-- What to do --
Your answer should be the records again, unchanged in wording and free of images.

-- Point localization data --

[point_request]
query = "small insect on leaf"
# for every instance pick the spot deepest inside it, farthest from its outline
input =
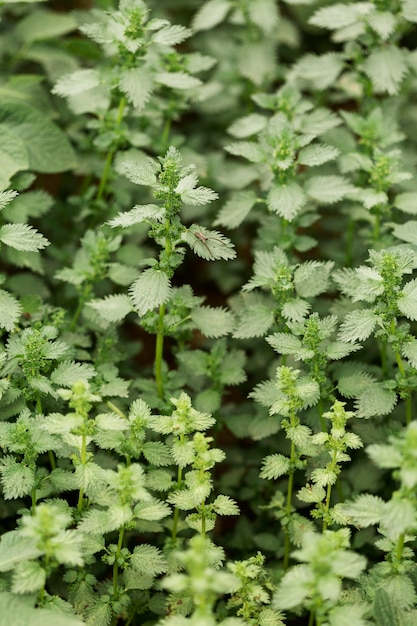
(209, 244)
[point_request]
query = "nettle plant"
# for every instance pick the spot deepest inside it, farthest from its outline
(205, 427)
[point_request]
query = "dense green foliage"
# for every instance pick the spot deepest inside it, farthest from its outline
(203, 426)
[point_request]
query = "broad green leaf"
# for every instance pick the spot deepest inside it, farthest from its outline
(209, 244)
(366, 510)
(249, 150)
(69, 372)
(311, 278)
(383, 23)
(246, 126)
(77, 82)
(224, 505)
(385, 455)
(177, 80)
(113, 308)
(407, 300)
(10, 310)
(22, 237)
(210, 14)
(317, 154)
(236, 209)
(150, 290)
(358, 325)
(148, 560)
(47, 146)
(274, 466)
(398, 517)
(386, 67)
(375, 400)
(6, 197)
(137, 84)
(286, 200)
(407, 202)
(321, 71)
(15, 548)
(329, 189)
(152, 510)
(213, 322)
(284, 343)
(171, 35)
(340, 15)
(14, 156)
(255, 321)
(43, 24)
(409, 10)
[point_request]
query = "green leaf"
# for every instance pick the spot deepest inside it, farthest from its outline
(213, 322)
(236, 209)
(10, 311)
(407, 300)
(366, 510)
(249, 150)
(274, 466)
(224, 505)
(69, 372)
(286, 200)
(246, 126)
(48, 148)
(150, 290)
(255, 321)
(210, 14)
(386, 67)
(340, 15)
(385, 611)
(317, 154)
(177, 80)
(148, 560)
(328, 189)
(112, 308)
(152, 510)
(137, 84)
(22, 237)
(209, 244)
(409, 10)
(398, 517)
(312, 277)
(375, 400)
(6, 197)
(14, 548)
(43, 24)
(407, 202)
(358, 325)
(171, 35)
(321, 71)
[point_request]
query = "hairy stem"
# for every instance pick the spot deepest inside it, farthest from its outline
(110, 154)
(116, 564)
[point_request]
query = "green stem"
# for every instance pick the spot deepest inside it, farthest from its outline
(159, 349)
(110, 154)
(400, 547)
(176, 511)
(83, 459)
(288, 507)
(349, 243)
(116, 564)
(203, 519)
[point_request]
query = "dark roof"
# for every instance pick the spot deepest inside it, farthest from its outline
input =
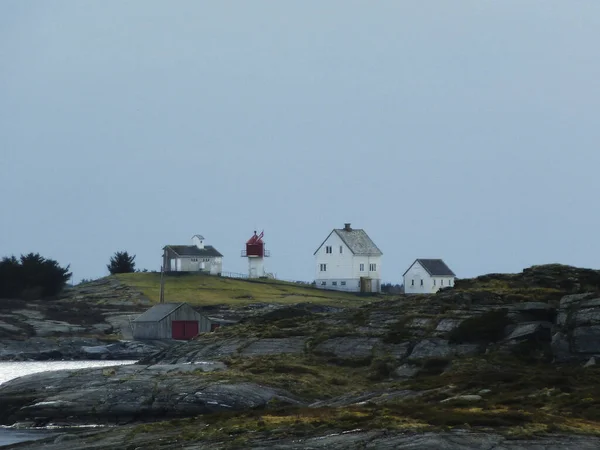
(435, 267)
(158, 312)
(357, 240)
(192, 250)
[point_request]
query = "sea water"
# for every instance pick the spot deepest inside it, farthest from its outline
(10, 370)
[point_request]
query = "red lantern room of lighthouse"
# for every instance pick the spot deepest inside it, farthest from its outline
(256, 252)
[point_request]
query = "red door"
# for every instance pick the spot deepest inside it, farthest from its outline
(184, 329)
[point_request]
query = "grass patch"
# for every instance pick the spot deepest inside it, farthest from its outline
(200, 289)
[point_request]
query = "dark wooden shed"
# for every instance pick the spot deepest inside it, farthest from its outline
(170, 321)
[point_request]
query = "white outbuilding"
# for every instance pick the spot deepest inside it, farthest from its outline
(348, 260)
(427, 276)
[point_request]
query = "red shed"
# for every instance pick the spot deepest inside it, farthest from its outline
(255, 246)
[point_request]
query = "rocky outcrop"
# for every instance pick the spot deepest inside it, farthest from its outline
(577, 331)
(120, 394)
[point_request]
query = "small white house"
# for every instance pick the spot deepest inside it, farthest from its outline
(427, 276)
(197, 257)
(348, 260)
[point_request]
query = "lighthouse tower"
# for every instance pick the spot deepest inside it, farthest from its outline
(256, 254)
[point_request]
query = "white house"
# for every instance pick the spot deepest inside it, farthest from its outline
(348, 260)
(427, 276)
(197, 257)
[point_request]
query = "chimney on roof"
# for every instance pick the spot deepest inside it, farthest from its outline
(198, 241)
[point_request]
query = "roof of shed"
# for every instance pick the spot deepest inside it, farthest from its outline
(158, 312)
(434, 267)
(192, 250)
(357, 240)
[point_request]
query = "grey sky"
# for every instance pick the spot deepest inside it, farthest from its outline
(466, 130)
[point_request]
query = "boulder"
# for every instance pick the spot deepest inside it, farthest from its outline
(121, 393)
(464, 398)
(349, 347)
(406, 371)
(540, 331)
(586, 339)
(275, 346)
(441, 348)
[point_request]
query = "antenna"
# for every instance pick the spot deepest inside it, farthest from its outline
(162, 285)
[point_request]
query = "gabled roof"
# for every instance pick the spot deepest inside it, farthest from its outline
(192, 250)
(434, 267)
(357, 240)
(158, 312)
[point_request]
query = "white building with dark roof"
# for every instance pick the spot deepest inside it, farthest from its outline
(197, 257)
(427, 276)
(348, 260)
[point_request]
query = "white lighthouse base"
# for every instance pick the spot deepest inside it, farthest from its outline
(256, 267)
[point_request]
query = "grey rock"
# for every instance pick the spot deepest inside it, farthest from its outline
(568, 300)
(406, 371)
(523, 331)
(465, 398)
(586, 339)
(585, 316)
(591, 362)
(349, 347)
(275, 346)
(446, 325)
(432, 348)
(65, 437)
(396, 351)
(120, 393)
(441, 348)
(561, 347)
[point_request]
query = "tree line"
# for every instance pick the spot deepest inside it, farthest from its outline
(32, 276)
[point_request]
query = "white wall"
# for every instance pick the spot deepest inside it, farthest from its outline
(198, 242)
(344, 267)
(256, 267)
(412, 281)
(195, 264)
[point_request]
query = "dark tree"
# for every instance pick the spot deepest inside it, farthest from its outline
(121, 262)
(31, 277)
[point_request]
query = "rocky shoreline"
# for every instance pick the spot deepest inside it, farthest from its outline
(503, 362)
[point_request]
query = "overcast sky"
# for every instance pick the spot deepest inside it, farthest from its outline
(462, 130)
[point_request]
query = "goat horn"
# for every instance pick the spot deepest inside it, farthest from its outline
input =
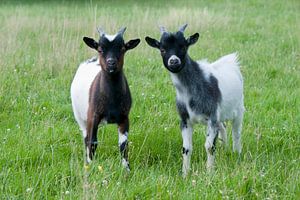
(162, 29)
(121, 31)
(100, 31)
(182, 28)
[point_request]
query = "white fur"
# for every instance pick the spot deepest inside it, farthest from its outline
(80, 88)
(226, 71)
(187, 134)
(122, 137)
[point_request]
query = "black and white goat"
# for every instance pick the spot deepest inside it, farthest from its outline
(211, 93)
(100, 93)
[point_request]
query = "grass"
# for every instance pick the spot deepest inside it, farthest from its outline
(41, 146)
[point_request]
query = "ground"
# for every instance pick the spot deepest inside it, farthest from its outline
(41, 145)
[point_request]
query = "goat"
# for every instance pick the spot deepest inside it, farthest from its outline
(211, 93)
(100, 92)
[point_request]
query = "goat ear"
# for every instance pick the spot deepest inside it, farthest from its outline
(152, 42)
(132, 44)
(91, 42)
(193, 39)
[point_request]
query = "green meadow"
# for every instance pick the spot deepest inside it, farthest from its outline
(41, 145)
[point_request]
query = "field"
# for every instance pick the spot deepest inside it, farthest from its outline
(41, 146)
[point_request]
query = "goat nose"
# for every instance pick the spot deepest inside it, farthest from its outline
(111, 62)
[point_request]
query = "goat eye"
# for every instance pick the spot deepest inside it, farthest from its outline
(163, 51)
(100, 50)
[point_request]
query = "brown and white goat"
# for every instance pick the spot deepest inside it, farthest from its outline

-- Task output --
[point_request]
query = "small insect on leaf"
# for every instance pick the spot deepest inside it, farthest from its outline
input =
(209, 244)
[point_request]
query = "nettle plant"
# for every instance pick the spot deepest inside it, farthest from its outline
(205, 427)
[point_request]
query = "dense green foliage"
# for every instance pick the spot deepest inside it, farthest from its outline
(203, 426)
[point_request]
query = "broad green leaf"
# for every instance pick the spot deepest inside it, farthest from its outline
(209, 244)
(366, 510)
(249, 150)
(69, 372)
(311, 278)
(383, 23)
(246, 126)
(77, 82)
(224, 505)
(385, 455)
(177, 80)
(113, 308)
(407, 300)
(10, 310)
(22, 237)
(210, 14)
(317, 154)
(236, 209)
(150, 290)
(358, 325)
(148, 560)
(47, 146)
(274, 466)
(398, 517)
(386, 67)
(375, 400)
(6, 197)
(137, 84)
(286, 200)
(407, 202)
(321, 71)
(15, 548)
(329, 189)
(152, 510)
(213, 322)
(284, 343)
(171, 35)
(340, 15)
(14, 156)
(255, 321)
(43, 24)
(409, 10)
[point_request]
query = "green leaf"
# for every instance pick the spot deepest inside it, farthest from its outline
(213, 322)
(236, 209)
(10, 311)
(407, 300)
(366, 510)
(249, 150)
(274, 466)
(224, 505)
(69, 372)
(286, 200)
(246, 126)
(48, 148)
(150, 290)
(255, 321)
(210, 14)
(386, 67)
(340, 15)
(385, 611)
(317, 154)
(177, 80)
(148, 560)
(328, 189)
(112, 308)
(152, 510)
(137, 84)
(22, 237)
(209, 244)
(409, 10)
(398, 517)
(312, 277)
(375, 400)
(6, 197)
(14, 548)
(43, 24)
(407, 202)
(358, 325)
(171, 35)
(321, 71)
[point_request]
query = "hairy stem"
# for every instance pick the spot deepest inside it, farthest from its outline
(110, 154)
(116, 564)
[point_request]
query = "green stem"
# for every instance pick the spot deepest inside it, farthest from its outline
(159, 349)
(110, 154)
(400, 547)
(176, 511)
(83, 459)
(288, 507)
(349, 243)
(116, 564)
(203, 519)
[point_request]
query = "dark roof"
# for every instance pick the spot deepest inside it, farthest from its outline
input =
(435, 267)
(158, 312)
(357, 240)
(192, 250)
[point_request]
query = "sea water"
# for every instance pick the spot deepest inside it, farthest from its outline
(10, 370)
[point_request]
query = "red lantern room of lighthouse"
# for every instance pick the spot deepest inside it, farthest from its outline
(256, 252)
[point_request]
query = "red door"
# for every instance pick the spot deepest inside it, farthest from its outline
(184, 329)
[point_request]
query = "grass patch"
# for every instance pick the spot deepest inside it, farthest from its outline
(200, 289)
[point_request]
query = "dark wooden shed"
# for every instance pick the spot deepest inside it, farthest from its outline
(170, 321)
[point_request]
query = "white outbuilding"
# for every instance pick the spot deepest inside it, farthest from its outline
(348, 260)
(427, 276)
[point_request]
query = "red shed"
# for every instance pick the spot deepest inside it, farthest from its outline
(255, 246)
[point_request]
query = "rocky outcrop"
# for every instance pick the spot deepest inside it, farthest from its outline
(577, 331)
(120, 394)
[point_request]
query = "small white house"
# for every instance pick the spot deepest inside it, farthest from its outline
(427, 276)
(197, 257)
(348, 260)
[point_request]
query = "lighthouse tower"
# for every instance pick the spot deepest inside it, farthest from its outline
(256, 254)
[point_request]
query = "white house"
# for every instance pick the spot deepest inside it, farthest from its outline
(348, 260)
(427, 276)
(197, 257)
[point_request]
query = "chimney on roof"
# for every instance pick the spot deepest inside it, farthest from its outline
(198, 241)
[point_request]
query = "roof of shed"
# for every instance pick the spot deepest inside it, farthest from its outline
(158, 312)
(434, 267)
(192, 250)
(357, 240)
[point_request]
query = "grey sky"
# for every instance pick the spot deepest inside it, farthest from its outline
(466, 130)
[point_request]
query = "boulder"
# for every instance pick the spot deepest inside it, farthest from its outline
(121, 393)
(464, 398)
(349, 347)
(406, 371)
(540, 331)
(586, 339)
(275, 346)
(441, 348)
[point_request]
query = "antenna"
# for every instance pick the spot deepest inside it, farthest from its outline
(162, 285)
[point_request]
query = "gabled roof"
# for every instance pick the spot deepest inside it, farthest from its outline
(192, 250)
(434, 267)
(357, 240)
(158, 312)
[point_request]
query = "white building with dark roof"
# for every instance pick the spot deepest inside it, farthest from its outline
(197, 257)
(427, 276)
(348, 260)
[point_request]
query = "white lighthouse base"
# for every instance pick the spot deepest inside it, farthest from its outline
(256, 267)
[point_request]
query = "grey rock"
# for every instance pick the spot deepest inside it, farthest from its outline
(568, 300)
(406, 371)
(523, 331)
(465, 398)
(586, 339)
(585, 316)
(591, 362)
(349, 347)
(275, 346)
(446, 325)
(432, 348)
(65, 437)
(396, 351)
(120, 393)
(441, 348)
(561, 347)
[point_request]
query = "tree line"
# for every instance pick the spot deepest inside it, farthest from its outline
(32, 276)
[point_request]
query = "white wall"
# for every instance pick the spot deepest inside it, farthest from its outline
(198, 242)
(344, 267)
(256, 267)
(412, 281)
(195, 264)
[point_request]
query = "dark tree"
# for every instance pick the spot deepest inside it, farthest from its outline
(121, 262)
(31, 277)
[point_request]
query = "rocky shoreline"
# for every instance pick the spot deepest inside it, farthest from its outline
(503, 362)
[point_request]
query = "overcast sky"
# for every instance pick the spot deepest inside it, farthest from its outline
(462, 130)
[point_request]
query = "goat horn"
# for every instance pick the spot deepest inside it, farthest from its outline
input =
(162, 29)
(121, 31)
(100, 31)
(182, 28)
[point_request]
query = "white fur"
# for every instance pick the spot deepest inside it, farthest from its outline
(80, 88)
(226, 71)
(187, 134)
(122, 137)
[point_request]
query = "black and white goat"
# for every instance pick the spot deepest inside it, farthest from its outline
(211, 93)
(100, 93)
[point_request]
query = "grass"
# for every instance pick the spot deepest inside it, farthest from its outline
(41, 146)
[point_request]
query = "ground"
# for every instance pick the spot deepest inside it, farthest from its outline
(41, 145)
[point_request]
query = "goat"
# for every instance pick the spot deepest inside it, farthest from its outline
(211, 93)
(100, 92)
[point_request]
query = "goat ear"
# for every instance pick the spot deepest inside it, farthest from its outline
(152, 42)
(132, 44)
(91, 42)
(193, 39)
[point_request]
query = "green meadow"
# for every instance pick the spot deepest inside it, farthest from its outline
(41, 145)
[point_request]
query = "field"
# for every instance pick the spot deepest inside it, farthest from its outline
(41, 146)
[point_request]
query = "goat nose"
# for every instance pick the spot deepest inside it, farthest from its outline
(111, 62)
[point_request]
query = "goat eye"
# for every instance pick the spot deepest inside it, farthest from its outline
(163, 51)
(100, 50)
[point_request]
query = "brown and white goat"
# for every instance pick the spot deepest inside it, farthest from its outline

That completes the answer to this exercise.